▶ Your instructions
Scan the data below and state how many of its lines contain the word "that", giving only the figure.

----------------

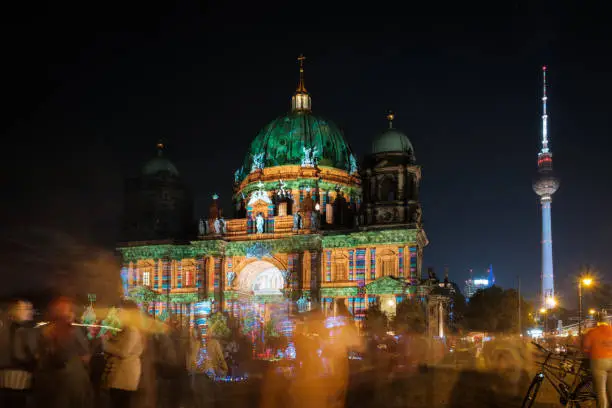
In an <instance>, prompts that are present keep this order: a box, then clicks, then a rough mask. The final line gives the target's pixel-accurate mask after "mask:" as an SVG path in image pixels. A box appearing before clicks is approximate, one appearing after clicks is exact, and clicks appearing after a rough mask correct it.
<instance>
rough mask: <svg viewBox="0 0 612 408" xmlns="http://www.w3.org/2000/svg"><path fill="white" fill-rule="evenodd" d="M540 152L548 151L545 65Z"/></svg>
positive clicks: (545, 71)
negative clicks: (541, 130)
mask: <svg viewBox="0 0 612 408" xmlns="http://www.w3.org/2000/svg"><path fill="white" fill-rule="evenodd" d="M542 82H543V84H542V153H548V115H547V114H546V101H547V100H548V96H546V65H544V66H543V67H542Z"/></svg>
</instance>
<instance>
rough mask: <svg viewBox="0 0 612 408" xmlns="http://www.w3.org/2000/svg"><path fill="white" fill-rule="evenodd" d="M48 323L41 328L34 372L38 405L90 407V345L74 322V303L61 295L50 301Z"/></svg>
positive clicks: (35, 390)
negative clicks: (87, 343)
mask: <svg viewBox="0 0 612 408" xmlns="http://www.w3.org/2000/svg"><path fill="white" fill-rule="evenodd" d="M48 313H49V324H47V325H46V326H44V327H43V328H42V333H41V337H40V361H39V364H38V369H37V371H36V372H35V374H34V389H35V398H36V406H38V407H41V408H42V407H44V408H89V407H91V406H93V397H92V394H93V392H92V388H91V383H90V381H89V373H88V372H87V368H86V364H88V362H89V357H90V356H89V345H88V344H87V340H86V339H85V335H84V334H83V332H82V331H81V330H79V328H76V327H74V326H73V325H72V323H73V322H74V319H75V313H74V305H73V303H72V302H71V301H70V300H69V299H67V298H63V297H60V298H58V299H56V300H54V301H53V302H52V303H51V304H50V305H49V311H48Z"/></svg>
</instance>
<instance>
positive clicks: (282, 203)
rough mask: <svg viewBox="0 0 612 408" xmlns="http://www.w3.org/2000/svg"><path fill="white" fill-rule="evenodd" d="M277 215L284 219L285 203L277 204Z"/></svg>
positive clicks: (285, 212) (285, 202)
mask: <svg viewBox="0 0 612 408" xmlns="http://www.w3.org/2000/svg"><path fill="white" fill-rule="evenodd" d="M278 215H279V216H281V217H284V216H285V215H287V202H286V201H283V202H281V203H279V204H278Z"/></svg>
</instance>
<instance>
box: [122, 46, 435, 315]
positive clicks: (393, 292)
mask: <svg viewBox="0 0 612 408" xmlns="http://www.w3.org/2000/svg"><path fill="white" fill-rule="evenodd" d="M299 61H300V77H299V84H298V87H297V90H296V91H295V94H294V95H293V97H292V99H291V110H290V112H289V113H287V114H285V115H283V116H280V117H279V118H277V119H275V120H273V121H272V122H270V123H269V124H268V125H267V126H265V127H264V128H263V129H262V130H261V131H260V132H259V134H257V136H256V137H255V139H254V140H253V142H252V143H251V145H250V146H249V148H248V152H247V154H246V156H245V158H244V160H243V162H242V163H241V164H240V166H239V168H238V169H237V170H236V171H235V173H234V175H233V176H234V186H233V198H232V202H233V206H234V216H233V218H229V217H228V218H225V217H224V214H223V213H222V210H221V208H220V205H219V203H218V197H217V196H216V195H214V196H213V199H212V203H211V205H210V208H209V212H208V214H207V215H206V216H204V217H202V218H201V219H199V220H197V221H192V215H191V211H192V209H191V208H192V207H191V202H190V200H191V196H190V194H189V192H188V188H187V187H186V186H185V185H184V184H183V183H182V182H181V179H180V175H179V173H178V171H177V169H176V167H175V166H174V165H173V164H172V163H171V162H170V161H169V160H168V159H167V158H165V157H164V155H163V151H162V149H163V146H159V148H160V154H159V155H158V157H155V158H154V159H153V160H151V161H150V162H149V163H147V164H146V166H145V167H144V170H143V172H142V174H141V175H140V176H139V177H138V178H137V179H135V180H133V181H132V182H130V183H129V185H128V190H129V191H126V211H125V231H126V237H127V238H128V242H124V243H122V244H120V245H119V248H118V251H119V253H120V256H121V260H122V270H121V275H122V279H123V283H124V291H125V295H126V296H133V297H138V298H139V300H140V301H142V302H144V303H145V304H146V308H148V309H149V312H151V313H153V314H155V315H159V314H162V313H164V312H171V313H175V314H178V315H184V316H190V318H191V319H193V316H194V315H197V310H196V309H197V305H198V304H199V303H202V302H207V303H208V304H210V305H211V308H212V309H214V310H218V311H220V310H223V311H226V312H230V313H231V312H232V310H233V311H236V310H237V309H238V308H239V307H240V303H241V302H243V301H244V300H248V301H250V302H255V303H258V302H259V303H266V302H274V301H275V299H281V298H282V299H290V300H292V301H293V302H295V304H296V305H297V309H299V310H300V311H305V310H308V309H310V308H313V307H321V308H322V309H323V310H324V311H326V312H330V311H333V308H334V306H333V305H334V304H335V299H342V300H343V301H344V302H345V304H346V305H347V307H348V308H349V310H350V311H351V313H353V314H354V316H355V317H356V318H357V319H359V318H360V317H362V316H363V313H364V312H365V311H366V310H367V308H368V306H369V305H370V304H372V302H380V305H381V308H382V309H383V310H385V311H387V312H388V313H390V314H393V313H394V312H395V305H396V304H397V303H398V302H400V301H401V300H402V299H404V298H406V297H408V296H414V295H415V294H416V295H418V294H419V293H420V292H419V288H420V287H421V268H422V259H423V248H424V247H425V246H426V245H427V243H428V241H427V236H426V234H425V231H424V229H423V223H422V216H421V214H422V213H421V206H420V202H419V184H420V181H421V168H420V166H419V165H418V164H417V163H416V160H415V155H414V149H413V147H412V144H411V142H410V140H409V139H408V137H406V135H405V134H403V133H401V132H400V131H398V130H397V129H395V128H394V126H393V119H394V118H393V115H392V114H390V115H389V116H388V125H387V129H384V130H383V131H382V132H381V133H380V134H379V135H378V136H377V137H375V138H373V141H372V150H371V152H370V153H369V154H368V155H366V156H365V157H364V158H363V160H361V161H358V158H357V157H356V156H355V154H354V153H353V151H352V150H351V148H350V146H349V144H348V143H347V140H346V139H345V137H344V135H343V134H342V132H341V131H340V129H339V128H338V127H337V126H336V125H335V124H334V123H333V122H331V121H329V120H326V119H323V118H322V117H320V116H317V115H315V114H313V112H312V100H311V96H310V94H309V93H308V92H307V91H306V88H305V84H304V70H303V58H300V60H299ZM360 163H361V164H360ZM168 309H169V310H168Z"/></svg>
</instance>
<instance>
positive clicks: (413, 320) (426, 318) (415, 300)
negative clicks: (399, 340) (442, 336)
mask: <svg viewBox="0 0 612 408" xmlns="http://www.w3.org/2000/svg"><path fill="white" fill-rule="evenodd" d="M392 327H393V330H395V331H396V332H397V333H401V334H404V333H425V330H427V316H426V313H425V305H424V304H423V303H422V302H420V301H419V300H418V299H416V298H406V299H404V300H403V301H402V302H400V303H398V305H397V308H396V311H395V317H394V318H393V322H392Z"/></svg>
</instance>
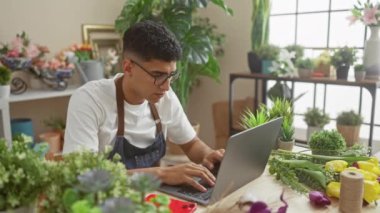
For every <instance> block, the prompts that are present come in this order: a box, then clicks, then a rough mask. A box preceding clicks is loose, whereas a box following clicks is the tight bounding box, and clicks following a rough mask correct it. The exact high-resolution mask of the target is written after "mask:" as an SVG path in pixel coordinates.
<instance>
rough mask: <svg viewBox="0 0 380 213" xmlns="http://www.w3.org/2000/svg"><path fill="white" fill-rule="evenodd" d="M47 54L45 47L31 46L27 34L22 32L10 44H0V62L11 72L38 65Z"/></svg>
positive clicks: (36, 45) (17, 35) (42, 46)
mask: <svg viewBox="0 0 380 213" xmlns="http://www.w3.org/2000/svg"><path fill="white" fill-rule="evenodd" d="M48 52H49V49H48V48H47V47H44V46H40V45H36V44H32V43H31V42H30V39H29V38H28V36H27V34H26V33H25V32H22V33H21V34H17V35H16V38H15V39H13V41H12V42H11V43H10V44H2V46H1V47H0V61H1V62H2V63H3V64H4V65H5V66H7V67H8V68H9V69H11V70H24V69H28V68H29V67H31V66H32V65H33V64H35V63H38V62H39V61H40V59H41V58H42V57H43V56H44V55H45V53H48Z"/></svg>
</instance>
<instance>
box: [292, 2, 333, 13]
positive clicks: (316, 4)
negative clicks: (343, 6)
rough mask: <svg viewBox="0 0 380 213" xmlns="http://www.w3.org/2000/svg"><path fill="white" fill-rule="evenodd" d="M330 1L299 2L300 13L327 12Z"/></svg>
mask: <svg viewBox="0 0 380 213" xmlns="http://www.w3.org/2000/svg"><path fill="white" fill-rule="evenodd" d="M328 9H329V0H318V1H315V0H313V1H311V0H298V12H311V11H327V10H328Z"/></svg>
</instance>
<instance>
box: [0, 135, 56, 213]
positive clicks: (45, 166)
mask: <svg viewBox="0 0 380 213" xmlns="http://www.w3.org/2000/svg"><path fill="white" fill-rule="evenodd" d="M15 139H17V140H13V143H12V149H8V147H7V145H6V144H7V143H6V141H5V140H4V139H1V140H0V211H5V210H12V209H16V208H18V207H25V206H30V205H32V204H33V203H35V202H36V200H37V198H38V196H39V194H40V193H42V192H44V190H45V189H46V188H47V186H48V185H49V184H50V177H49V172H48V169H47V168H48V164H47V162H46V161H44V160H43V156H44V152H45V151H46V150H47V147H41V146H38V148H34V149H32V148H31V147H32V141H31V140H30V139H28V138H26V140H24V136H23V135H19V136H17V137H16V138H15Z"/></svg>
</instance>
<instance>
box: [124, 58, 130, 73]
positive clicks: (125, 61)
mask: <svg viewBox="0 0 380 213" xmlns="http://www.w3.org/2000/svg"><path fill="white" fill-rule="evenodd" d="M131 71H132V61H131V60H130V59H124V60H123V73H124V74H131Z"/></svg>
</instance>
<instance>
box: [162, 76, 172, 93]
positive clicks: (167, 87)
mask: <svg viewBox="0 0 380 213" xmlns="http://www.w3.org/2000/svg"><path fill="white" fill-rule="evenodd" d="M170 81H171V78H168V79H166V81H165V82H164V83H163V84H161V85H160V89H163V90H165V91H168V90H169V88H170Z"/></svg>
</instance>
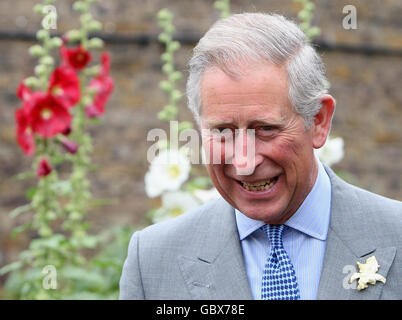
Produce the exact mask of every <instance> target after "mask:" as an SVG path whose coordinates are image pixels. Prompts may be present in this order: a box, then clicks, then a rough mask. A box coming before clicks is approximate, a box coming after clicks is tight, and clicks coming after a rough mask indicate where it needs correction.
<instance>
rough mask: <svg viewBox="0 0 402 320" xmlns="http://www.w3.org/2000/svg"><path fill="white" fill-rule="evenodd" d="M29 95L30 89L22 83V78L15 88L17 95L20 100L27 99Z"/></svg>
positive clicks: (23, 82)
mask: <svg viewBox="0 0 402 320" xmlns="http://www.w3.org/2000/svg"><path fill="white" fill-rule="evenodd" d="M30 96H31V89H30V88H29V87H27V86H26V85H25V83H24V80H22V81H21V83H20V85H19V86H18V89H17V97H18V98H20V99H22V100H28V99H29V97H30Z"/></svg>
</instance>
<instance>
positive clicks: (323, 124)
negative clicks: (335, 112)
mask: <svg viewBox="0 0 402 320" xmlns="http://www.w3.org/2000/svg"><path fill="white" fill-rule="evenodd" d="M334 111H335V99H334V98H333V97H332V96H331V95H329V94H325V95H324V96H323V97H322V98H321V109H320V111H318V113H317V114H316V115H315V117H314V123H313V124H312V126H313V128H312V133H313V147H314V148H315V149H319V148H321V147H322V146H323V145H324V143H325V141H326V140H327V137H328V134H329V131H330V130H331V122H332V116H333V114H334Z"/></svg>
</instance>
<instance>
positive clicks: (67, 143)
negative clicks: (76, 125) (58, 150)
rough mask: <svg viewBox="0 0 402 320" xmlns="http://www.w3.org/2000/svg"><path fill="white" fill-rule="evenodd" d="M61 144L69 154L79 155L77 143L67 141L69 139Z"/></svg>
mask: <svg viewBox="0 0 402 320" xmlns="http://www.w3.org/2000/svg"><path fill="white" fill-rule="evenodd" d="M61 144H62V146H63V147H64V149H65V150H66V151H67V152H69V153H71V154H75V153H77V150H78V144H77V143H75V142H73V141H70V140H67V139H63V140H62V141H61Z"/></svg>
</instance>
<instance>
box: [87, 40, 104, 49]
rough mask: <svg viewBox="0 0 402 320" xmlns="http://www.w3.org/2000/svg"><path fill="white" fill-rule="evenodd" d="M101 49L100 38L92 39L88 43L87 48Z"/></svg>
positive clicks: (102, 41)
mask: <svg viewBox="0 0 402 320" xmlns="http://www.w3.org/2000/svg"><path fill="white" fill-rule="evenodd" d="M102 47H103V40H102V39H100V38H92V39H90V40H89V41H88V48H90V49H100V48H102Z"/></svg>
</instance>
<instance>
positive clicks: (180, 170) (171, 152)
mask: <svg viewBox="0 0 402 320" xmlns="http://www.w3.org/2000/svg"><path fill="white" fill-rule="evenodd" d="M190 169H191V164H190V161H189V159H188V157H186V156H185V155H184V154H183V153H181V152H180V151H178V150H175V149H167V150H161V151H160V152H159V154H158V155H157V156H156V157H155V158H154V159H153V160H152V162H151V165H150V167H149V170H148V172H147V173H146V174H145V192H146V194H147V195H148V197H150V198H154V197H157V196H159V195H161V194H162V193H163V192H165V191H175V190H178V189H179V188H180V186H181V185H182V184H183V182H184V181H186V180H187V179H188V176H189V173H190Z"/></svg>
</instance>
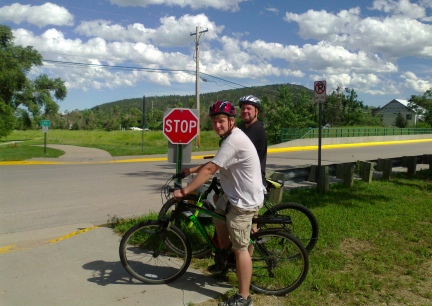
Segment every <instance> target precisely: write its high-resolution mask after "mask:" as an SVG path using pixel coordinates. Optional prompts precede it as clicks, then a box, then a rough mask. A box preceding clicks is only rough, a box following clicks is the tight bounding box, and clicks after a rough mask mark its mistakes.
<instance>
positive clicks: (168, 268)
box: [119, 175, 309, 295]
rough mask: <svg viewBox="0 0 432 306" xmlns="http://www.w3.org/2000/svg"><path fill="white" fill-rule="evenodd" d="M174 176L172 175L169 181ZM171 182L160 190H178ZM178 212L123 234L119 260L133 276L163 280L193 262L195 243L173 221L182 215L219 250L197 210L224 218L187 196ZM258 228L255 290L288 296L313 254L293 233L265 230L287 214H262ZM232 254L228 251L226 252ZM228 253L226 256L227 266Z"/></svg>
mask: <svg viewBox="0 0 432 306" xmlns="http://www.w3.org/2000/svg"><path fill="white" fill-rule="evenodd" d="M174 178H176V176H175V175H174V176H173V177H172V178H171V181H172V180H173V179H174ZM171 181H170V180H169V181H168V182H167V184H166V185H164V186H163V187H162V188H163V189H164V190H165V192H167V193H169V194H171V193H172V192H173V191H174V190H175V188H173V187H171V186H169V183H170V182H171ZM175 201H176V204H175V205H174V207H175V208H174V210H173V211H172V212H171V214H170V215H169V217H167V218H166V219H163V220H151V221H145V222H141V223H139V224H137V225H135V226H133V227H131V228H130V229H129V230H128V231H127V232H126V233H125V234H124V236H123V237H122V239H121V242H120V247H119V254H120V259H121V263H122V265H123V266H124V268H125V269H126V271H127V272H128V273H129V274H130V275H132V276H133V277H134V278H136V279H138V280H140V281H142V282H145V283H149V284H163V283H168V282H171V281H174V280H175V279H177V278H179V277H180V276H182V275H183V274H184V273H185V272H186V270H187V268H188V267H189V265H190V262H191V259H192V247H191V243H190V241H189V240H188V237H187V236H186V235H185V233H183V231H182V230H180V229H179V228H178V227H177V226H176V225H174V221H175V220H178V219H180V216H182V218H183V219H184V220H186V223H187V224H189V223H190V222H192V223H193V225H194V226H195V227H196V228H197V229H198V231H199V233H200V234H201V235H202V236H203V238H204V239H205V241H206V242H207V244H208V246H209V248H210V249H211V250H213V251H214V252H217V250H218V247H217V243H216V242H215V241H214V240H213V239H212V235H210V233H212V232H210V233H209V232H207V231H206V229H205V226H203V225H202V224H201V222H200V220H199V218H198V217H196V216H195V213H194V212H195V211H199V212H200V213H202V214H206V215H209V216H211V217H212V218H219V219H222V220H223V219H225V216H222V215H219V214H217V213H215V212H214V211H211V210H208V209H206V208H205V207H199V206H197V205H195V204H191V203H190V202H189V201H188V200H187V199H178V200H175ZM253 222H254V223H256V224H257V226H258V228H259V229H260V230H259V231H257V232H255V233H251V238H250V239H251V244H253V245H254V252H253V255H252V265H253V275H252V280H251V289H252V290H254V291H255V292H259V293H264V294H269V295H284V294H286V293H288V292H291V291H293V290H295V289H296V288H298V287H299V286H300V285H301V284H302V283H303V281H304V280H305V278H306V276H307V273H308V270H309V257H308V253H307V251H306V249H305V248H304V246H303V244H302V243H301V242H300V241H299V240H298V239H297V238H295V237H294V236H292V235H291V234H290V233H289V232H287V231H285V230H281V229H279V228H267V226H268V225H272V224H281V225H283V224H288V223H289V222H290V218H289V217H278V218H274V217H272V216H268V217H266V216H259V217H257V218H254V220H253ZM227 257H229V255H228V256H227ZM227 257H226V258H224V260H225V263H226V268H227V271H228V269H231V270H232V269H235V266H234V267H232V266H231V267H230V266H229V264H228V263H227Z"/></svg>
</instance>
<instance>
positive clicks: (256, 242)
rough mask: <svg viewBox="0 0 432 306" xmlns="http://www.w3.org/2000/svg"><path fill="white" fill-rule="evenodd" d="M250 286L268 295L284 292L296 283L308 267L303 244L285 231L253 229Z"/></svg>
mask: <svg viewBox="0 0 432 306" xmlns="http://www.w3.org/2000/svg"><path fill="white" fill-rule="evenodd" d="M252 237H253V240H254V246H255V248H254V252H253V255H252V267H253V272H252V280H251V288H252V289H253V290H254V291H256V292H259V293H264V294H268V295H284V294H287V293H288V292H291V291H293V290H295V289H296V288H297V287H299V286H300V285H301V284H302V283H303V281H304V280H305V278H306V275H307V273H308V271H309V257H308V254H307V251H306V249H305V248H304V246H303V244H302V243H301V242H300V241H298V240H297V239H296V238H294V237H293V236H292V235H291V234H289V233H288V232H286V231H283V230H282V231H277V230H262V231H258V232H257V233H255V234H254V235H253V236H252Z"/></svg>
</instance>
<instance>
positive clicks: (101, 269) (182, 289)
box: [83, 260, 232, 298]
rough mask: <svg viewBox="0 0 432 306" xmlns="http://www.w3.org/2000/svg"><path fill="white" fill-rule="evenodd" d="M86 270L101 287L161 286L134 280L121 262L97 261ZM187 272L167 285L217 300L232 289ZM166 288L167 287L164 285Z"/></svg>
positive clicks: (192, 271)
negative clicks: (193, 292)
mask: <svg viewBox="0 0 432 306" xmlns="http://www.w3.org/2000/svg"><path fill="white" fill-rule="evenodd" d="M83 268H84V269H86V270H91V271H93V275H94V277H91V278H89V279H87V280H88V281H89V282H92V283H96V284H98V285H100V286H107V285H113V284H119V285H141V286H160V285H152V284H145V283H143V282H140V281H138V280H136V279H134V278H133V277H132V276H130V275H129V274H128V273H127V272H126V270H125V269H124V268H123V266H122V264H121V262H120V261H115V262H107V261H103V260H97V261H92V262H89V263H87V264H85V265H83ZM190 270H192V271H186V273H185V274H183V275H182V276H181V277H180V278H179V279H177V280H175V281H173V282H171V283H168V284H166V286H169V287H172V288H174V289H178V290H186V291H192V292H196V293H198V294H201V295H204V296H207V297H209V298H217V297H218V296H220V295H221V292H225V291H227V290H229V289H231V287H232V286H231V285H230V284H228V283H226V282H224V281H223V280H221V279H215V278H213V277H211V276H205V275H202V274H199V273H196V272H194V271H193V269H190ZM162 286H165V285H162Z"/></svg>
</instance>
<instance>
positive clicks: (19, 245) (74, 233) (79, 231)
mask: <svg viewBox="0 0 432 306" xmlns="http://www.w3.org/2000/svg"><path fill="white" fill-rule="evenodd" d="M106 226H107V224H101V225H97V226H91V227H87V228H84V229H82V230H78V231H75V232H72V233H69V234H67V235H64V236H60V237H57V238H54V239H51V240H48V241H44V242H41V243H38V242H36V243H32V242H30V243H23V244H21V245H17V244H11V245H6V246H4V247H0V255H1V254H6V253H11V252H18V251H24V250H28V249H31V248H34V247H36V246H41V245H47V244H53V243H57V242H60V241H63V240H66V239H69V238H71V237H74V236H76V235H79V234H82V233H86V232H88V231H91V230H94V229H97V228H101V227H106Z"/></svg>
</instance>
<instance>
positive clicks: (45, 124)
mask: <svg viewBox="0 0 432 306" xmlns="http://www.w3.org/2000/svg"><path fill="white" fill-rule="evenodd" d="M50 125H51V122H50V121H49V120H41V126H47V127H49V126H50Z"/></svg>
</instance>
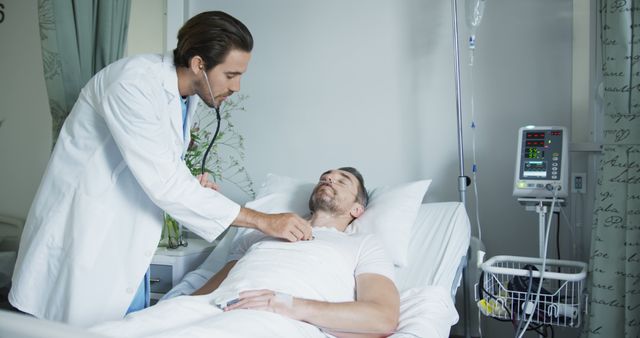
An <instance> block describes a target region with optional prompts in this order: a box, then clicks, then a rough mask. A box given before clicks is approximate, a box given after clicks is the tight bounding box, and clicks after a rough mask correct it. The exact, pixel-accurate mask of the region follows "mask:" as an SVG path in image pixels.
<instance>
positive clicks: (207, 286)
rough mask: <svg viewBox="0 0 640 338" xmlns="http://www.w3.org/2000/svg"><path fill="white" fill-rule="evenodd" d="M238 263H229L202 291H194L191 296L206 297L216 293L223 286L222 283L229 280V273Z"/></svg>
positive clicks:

----------------

▶ Response
2